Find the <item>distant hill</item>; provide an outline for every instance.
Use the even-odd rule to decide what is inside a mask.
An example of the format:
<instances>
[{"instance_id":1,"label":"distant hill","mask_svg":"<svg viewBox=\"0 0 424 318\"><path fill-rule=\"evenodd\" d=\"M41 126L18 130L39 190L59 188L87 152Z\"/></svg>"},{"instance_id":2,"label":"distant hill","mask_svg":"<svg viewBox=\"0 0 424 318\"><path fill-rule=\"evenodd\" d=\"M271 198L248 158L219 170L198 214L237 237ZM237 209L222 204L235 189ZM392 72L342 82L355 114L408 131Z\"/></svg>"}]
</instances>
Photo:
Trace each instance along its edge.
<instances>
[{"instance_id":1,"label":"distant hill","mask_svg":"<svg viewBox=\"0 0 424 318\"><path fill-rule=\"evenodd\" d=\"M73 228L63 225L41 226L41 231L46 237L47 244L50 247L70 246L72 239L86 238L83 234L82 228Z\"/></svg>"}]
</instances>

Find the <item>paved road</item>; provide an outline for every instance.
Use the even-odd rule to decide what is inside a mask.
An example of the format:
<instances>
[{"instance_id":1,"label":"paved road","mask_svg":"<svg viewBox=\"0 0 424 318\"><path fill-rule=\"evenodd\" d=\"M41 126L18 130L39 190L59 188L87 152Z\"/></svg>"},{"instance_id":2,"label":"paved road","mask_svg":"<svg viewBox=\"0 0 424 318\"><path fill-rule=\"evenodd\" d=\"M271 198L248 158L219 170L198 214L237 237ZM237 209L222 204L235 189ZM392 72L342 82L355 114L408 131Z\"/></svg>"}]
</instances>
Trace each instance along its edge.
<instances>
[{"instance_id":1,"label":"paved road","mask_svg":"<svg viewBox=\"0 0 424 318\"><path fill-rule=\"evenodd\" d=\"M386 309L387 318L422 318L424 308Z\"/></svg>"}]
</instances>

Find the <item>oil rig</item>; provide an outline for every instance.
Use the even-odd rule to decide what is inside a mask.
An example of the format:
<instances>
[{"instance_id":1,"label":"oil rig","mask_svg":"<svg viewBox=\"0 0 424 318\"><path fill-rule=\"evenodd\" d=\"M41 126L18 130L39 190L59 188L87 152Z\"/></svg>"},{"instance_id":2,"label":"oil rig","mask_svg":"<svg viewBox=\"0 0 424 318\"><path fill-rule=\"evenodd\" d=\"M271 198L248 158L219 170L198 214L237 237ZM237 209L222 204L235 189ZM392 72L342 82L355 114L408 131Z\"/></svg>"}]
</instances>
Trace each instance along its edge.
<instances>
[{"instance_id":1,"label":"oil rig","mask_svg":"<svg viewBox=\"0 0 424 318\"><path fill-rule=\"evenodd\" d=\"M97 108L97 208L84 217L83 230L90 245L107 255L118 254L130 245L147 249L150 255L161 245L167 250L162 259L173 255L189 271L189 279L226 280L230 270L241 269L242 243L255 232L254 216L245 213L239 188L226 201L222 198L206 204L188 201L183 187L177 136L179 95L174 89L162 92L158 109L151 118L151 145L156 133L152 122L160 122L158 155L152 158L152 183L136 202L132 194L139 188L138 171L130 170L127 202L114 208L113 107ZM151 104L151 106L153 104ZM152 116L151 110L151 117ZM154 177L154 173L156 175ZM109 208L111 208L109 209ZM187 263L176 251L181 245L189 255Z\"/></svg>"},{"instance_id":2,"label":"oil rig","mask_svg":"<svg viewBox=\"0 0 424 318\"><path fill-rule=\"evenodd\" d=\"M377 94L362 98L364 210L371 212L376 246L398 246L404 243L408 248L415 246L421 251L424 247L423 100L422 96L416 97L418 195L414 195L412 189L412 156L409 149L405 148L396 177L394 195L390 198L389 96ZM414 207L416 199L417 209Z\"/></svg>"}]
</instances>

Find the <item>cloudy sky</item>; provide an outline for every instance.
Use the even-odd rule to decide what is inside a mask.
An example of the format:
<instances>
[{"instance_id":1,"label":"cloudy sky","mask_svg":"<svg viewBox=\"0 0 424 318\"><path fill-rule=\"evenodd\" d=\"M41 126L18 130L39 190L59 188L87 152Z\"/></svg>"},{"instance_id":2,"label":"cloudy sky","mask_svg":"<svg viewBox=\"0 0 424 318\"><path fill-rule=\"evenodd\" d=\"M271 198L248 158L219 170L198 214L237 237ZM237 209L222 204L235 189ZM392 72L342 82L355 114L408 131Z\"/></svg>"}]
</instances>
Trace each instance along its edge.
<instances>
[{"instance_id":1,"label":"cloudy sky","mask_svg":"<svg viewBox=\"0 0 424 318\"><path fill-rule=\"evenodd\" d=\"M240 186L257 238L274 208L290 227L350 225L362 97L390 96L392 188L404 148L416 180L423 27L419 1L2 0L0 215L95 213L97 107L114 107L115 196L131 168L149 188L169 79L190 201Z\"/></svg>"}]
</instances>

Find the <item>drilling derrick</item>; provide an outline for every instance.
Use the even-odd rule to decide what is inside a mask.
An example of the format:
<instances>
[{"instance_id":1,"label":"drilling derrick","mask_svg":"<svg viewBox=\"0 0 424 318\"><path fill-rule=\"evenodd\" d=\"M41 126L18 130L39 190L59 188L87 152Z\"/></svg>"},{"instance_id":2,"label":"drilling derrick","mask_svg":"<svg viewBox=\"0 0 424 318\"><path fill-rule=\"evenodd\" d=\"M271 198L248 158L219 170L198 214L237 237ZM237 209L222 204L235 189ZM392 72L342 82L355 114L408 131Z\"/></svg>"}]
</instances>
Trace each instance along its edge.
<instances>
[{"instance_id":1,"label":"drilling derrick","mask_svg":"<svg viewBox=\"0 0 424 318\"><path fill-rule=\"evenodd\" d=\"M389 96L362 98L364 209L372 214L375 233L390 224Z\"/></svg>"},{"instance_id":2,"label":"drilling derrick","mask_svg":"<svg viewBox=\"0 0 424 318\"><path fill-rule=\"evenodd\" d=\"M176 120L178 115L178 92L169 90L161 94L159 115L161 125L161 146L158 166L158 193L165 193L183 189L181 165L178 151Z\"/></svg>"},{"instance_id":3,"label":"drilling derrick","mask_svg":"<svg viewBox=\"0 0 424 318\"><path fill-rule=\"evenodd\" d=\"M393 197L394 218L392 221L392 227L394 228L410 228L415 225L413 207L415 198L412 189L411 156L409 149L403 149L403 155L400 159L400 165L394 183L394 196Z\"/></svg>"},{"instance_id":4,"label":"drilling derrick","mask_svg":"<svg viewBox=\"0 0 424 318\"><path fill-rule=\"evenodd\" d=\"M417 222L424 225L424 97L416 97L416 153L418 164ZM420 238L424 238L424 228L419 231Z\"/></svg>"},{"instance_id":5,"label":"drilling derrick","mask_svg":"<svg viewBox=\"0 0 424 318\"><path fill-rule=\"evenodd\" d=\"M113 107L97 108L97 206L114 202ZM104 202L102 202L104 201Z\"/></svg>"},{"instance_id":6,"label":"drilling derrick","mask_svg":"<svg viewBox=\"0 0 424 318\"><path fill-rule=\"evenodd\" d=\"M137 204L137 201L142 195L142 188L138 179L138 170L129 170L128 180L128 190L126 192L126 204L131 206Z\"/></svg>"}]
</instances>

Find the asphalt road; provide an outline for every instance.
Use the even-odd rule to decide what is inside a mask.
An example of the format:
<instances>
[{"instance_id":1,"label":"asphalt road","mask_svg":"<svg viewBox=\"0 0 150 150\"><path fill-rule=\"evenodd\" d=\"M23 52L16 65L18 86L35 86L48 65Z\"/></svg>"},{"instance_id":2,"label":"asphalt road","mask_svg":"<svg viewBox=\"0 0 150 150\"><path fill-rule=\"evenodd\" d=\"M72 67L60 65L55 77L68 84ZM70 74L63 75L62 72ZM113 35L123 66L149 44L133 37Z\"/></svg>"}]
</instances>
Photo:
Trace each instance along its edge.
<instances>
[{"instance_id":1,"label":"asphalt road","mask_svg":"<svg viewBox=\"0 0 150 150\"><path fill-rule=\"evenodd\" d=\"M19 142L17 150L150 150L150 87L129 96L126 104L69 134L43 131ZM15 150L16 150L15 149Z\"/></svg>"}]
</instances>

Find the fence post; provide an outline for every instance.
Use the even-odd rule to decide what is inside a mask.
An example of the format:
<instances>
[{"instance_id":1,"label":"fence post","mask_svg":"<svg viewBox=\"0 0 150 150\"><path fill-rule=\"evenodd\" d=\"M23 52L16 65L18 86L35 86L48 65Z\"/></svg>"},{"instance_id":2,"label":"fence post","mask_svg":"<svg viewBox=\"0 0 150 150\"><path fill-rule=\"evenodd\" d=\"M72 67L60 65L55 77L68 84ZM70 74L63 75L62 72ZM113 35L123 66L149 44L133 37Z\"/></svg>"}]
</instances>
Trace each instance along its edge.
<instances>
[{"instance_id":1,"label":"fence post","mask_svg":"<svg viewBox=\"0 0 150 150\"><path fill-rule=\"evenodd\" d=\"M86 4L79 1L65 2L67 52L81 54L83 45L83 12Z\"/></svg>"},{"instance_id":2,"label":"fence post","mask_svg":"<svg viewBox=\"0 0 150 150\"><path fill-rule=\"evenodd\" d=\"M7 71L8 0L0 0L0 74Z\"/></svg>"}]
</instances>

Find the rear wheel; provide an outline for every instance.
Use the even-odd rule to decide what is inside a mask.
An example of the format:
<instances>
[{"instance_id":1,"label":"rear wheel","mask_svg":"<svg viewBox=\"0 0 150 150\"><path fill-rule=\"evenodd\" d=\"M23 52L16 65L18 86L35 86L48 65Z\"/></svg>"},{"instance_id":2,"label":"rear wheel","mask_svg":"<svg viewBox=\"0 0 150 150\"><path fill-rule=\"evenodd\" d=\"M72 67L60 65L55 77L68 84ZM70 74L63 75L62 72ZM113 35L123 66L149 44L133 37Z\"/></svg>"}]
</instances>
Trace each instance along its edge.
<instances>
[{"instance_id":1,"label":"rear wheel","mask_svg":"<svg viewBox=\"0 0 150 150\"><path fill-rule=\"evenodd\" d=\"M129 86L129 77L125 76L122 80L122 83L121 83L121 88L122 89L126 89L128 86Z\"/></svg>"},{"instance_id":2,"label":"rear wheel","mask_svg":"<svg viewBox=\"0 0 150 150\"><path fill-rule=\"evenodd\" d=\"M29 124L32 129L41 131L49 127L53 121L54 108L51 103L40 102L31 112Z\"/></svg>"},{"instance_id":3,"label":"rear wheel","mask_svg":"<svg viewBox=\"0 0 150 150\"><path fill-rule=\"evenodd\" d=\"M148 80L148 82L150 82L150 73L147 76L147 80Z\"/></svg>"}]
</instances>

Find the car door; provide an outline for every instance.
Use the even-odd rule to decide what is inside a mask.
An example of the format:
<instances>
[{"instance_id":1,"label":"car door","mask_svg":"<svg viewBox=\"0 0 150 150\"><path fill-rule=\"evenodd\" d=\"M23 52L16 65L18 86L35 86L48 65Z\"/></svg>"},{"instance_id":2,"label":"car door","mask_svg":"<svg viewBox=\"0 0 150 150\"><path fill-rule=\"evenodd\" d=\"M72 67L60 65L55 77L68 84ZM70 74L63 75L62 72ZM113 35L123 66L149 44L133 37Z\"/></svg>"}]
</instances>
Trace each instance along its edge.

■ Stated task
Exactly as written, give again every line from the one containing "Find the car" through the last line of the material above, and no other lines.

■ Complete output
Find the car door; provide an outline for every instance.
Use the even-odd rule to decide what is inside a mask.
An example of the format:
<instances>
[{"instance_id":1,"label":"car door","mask_svg":"<svg viewBox=\"0 0 150 150\"><path fill-rule=\"evenodd\" d=\"M23 52L16 65L18 86L35 86L48 65Z\"/></svg>"},{"instance_id":2,"label":"car door","mask_svg":"<svg viewBox=\"0 0 150 150\"><path fill-rule=\"evenodd\" d=\"M72 67L60 65L55 77L68 84ZM70 74L63 75L62 72ZM113 35L123 66L149 44L133 37Z\"/></svg>"}]
</instances>
Trace each instance along its edge.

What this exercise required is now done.